Jobs →
• a. Say whether each statement below agrees with the passage on the Drukpa nuns, answering yes or no and quoting the deciding words from it. (i) The number of Drukpa nuns has grown from 30 to 500 over the last 12 years. (ii) The Gyalwang Drukpa stays behind while the nuns make their bicycle journeys. (iii) People who see the nuns on their bikes often take them for boys.
• b. Answer these questions from the passage on the Drukpa nuns:
(i) How old is the Gyalwang Drukpa?
(ii) How old is the nun Jigme Wangchuk Lhamo?
(iii) Where are many girls and women sold?
• c. Carry the passage on the Drukpa nuns forward from its last sentence.

Over the last 12 years, the number of Drukpa nuns has grown from 30 to 500, largely due to the progressive attitudes of the 53-year-old Gyalwang Drukpa, head of the Drukpa Order, who was inspired by his mother to become an advocate for gender equality.

The Gyalwang Drukpa also participates in the bicycle journeys, riding with the nuns as they pedal through treacherous terrain and hostile weather and camp out in the open.


“Most of the people, when they see us on our bikes, think we are boys,” said 18-year-old nun Jigme Wangchuk Lhamo. “Then they get shocked when we stop and tell them that not only are we girls, but we are also Buddhist nuns. I think this helps change their attitudes about women and maybe value them as equals.”

South Asia is also among the regions of the world where human trafficking is growing.

Gangs dupe impoverished villagers into bonded labour or rent them to work as slaves in urban homes, restaurants, shops and hotels. Many girls and women are sold into brothels.

Provided material →
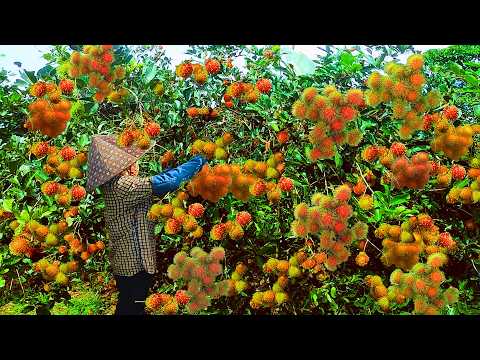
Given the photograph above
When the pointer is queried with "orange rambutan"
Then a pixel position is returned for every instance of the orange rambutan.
(212, 66)
(355, 97)
(264, 86)
(458, 172)
(283, 136)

Answers provided →
• a.
(i) Yes: "the number of Drukpa nuns has grown from 30 to 500"
(ii) No: "The Gyalwang Drukpa also participates in the bicycle journeys, riding with the nuns"
(iii) Yes: "Most of the people, when they see us on our bikes, think we are boys"

• b.
(i) 53 years old
(ii) 18 years old
(iii) Into brothels

• c.
Extreme natural events leave the poor even more vulnerable. The two earthquakes that struck Nepal in April and May 2015, killing almost 9,000 people, left hundreds of thousands of families homeless with no income. More than 40,000 children lost their parents, suffered injuries and ere forced to live precariously. The result was increased trafficking of children and women being trafficked. The earthquakes, say the Drukpa nuns, were a turning point.

“People think that because we are nuns, we are supposed to stay in the temples and pray all the time. But praying is not enough,” said Jigme Konchok Lhamo. “His Holiness teaches us that we have go out and act on the words that we pray. After all, actions speak louder than words,” she said.